**Task list:**
• 1. What does the summary on European culture name as Europe's innovation that is victorious world-wide?
• 2. From the summary on European culture, extract the part that opens with the words containing "The Special Quality" and closes with "the human individual.".
• 3. Extend the summary on European culture by writing on from its final sentence.

**Supplied text:**

## Begin

The Special Quality of Europe is Culture
Published online by Cambridge University Press: 07 January 2021
Summary
2001
What is the role of culture in European Integration? Permanent and determining. Coherent European culture existed before European economic and political association, since the former depends on relationships between individuals, while the latter depends upon relationships between states, and individuals come together easier than states.
Europe's innovation – cultural pluralism – is victorious world-wide. It is a tendency parallel to the spread of philosophy of human rights, whose basis is a requirement to respect the human individual.
Europe's special quality is no plan, but rather something which already exists: a sensitive attraction to diversity, kept coherent by European humanism. This pluralist sensitivity penetrates to the details, all the way to the core of personality and to all of its momentary states. At the same time, it does not break with those fundamental principles, outgrowths of Judeo-Christian and antique-humanist traditions, which have been rationalized by European worldly thought since the Enlightenment. Europe’s special quality lies in the balance between the universal and the particular, the general and the specific, the shared and the individual.

## End

**Entries provided:**
## Begin

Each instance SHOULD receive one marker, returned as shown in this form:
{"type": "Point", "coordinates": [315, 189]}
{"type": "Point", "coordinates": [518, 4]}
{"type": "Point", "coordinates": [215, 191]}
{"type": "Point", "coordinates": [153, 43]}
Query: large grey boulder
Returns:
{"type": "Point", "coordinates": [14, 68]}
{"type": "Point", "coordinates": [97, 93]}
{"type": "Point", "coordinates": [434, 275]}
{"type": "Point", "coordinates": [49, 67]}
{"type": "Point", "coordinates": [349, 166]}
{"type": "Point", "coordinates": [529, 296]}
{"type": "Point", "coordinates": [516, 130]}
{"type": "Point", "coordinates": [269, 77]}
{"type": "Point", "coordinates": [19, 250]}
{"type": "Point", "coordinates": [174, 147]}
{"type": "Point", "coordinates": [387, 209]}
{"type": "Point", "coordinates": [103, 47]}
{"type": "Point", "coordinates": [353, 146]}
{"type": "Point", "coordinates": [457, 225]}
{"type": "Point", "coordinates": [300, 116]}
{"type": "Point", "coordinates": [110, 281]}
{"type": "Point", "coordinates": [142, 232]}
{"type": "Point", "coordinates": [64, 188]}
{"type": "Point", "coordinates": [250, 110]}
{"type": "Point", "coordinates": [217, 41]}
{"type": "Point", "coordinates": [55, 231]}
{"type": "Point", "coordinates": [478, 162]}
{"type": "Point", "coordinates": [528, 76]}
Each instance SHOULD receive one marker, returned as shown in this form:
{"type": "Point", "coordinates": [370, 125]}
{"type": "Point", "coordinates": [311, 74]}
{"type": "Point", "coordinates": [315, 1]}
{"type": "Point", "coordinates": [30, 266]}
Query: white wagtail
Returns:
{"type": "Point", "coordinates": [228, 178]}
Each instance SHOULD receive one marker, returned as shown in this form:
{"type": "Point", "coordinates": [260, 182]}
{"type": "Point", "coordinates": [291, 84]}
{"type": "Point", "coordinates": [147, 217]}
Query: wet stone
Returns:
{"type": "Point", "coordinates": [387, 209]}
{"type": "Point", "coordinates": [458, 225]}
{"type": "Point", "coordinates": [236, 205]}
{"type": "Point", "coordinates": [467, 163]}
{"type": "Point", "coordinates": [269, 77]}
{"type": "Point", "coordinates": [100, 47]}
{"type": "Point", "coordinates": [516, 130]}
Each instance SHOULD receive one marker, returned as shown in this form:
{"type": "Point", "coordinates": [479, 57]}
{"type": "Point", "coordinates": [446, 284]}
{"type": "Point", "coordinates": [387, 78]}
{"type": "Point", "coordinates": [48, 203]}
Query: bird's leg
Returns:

## End

**Outputs:**
• 1. Cultural pluralism

• 2.
The Special Quality of Europe is Culture
Published online by Cambridge University Press: 07 January 2021
Summary
2001
What is the role of culture in European Integration? Permanent and determining. Coherent European culture existed before European economic and political association, since the former depends on relationships between individuals, while the latter depends upon relationships between states, and individuals come together easier than states.
Europe's innovation – cultural pluralism – is victorious world-wide. It is a tendency parallel to the spread of philosophy of human rights, whose basis is a requirement to respect the human individual.

• 3.
What unites Europe? Is it only the community of economic interest? Ideologies were unable to unite the continent. Neither the nationalist-socialist nor the communist-socialist vision provided an appropriate basis for unification. Both were destructive fantasies, and both meant submission of the European people to the power centers of those two experiments. The crazy 20th century is now closed and, with it, the history of the two world wars and the shadow of a third. We are through with two ideological utopias, the nationalist and the communist. Both killed many and eventually succumbed. And what is there now? Is ideology absent?
Europe owes its success to respect for pluralism which recognized the mutual dependency of mankind and is able to bow before a child. European pluralism learns to accept and love people in their uniqueness.
This humanism takes into account our mortality and respects the dignity of the personal, single lifetime. The European faces death individually, with relatively little hedging, little hedging, little consolation of after-life, reincarnation, or being lifted to a place where we will partake of all manner of corporeal and spiritual joy.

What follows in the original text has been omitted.